# PASSAGE FOR REVIEW
- - -

Phased Review Pipeline

Reviews run through a multi-phase pipeline, each phase optimized for its purpose:

Clone → Data Prep → Summarize → Triage → Rules → Review → Deduplication → Validation → Report

Phase 1: Clone

Fetches the repository and checks out the PR branch. This creates a clean working environment for analysis.

Phase 2: Data Preparation

Builds a comprehensive understanding of your codebase:

  • Dependency graph — maps how files connect through imports, exports, and type definitions
  • Call chains — traces function calls across the codebase
  • File classification — identifies file types, frameworks, and patterns in use
  • Change impact analysis — determines which parts of the codebase are affected by the PR

Phase 3: Summarize

LLM generates a high-level summary of the changes:

  • Change categorization — groups changes by type (new feature, bug fix, refactor, etc.)

- - -

# RECORDS SHOWN
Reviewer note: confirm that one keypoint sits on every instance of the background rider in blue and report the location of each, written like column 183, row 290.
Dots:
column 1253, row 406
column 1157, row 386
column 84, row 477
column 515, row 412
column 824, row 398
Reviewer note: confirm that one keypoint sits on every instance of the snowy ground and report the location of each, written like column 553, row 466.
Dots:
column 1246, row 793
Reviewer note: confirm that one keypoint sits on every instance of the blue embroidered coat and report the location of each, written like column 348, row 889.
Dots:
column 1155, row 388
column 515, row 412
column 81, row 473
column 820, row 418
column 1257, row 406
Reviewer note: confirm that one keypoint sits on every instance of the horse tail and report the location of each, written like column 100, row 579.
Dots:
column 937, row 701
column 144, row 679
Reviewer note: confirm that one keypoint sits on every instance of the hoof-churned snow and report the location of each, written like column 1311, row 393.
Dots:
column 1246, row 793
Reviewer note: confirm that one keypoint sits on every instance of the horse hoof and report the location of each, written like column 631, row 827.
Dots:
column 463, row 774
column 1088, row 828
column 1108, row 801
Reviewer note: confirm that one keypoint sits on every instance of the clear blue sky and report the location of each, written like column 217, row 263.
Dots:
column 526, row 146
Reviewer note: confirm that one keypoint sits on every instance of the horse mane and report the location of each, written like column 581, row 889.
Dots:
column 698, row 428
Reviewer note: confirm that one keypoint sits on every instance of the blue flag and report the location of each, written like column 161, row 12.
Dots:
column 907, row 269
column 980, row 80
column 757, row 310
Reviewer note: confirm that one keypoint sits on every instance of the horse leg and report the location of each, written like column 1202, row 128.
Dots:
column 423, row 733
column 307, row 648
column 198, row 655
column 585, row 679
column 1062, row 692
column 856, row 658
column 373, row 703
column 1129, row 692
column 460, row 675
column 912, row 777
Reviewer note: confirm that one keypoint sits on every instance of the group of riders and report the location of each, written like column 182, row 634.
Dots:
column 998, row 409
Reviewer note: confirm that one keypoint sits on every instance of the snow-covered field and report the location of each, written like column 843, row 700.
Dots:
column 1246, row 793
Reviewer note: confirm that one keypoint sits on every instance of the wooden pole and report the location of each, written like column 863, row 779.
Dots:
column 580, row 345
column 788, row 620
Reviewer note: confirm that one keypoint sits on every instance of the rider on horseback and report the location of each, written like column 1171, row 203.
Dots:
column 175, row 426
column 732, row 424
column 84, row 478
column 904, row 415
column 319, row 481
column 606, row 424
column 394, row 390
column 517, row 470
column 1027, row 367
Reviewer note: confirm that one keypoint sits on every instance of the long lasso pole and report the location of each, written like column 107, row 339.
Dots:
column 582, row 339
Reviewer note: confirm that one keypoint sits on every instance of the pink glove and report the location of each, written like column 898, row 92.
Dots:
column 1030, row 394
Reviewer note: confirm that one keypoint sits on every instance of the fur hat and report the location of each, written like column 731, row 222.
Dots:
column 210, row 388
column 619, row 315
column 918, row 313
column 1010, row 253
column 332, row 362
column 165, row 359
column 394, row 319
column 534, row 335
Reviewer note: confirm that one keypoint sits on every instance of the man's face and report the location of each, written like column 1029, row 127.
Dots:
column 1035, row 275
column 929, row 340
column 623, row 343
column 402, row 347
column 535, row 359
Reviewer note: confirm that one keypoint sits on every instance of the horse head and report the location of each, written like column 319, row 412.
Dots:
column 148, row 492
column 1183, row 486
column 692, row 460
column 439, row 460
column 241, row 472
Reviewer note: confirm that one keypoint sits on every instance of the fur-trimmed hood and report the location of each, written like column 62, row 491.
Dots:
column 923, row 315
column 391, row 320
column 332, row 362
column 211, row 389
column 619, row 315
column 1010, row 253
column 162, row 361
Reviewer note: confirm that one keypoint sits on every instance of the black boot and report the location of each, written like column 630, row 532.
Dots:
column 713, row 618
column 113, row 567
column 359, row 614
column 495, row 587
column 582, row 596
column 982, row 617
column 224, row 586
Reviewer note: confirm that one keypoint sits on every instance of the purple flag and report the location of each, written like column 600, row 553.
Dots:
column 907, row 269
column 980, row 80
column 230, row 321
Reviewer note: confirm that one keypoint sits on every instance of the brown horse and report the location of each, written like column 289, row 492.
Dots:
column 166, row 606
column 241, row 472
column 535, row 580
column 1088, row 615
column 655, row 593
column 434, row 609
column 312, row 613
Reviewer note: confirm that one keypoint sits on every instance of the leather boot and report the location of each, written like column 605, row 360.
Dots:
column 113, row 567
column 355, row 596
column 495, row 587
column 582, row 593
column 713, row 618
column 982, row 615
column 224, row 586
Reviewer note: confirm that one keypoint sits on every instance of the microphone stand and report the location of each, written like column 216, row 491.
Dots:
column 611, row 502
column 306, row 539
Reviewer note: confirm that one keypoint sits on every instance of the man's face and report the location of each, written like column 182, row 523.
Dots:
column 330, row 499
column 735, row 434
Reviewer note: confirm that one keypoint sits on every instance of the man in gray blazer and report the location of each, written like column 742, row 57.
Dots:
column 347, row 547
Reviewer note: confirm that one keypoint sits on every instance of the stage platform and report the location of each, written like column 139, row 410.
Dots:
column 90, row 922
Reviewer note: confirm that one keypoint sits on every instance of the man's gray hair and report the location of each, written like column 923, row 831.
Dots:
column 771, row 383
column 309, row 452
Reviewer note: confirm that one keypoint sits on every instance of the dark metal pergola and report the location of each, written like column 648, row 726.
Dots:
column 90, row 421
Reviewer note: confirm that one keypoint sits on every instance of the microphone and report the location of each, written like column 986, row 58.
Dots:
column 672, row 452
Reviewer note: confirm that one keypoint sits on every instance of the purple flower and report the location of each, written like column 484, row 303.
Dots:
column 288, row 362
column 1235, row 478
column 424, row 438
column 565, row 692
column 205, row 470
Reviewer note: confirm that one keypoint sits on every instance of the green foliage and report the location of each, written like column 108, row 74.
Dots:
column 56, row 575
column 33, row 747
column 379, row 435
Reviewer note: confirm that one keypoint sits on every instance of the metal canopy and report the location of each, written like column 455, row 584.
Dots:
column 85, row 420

- - -

# TASKS TO CARRY OUT
(a) Based on the review pipeline text, decide whether each statement is true. For each one, answer yes or no and quote the exact words from the text that settle it.
(i) The Clone phase checks out the PR branch.
(ii) Deduplication comes directly after Triage.
(iii) The Summarize phase works without an LLM.
(b) Pick up the review pipeline text after its final line and keep writing it.
The listing isn't needed for anything here.

# ANSWERS FOR THIS EXERCISE
(a)
(i) Yes: "Fetches the repository and checks out the PR branch."
(ii) No: "Triage → Rules → Review → Deduplication"
(iii) No: "LLM generates a high-level summary of the changes"

(b)
  • Scope assessment — identifies the breadth and depth of modifications
  • Risk signals — flags potentially high-impact areas for closer review

Phase 4: Triage

Routes files to the appropriate specialized agents:

  • Agent matching — determines which agents are relevant for each file
  • Priority assignment — orders files by potential impact and complexity
  • Context bundling — prepares the right context for each agent's review

Phase 5: Rules

Loads and filters project-specific rules:

  • Rule discovery — finds rules from .diffray/rules/ and default rule sets
  • Relevance filtering — agents filter rules to only those applicable to current changes
  • Priority weighting — orders rules by importance for the specific review context

Phase 6: Review

Specialized agents analyze different aspects in parallel:

  • Parallel execution — multiple agents work simultaneously for speed
  • Focused analysis — each agent applies its specialty (security, performance, bugs, etc.)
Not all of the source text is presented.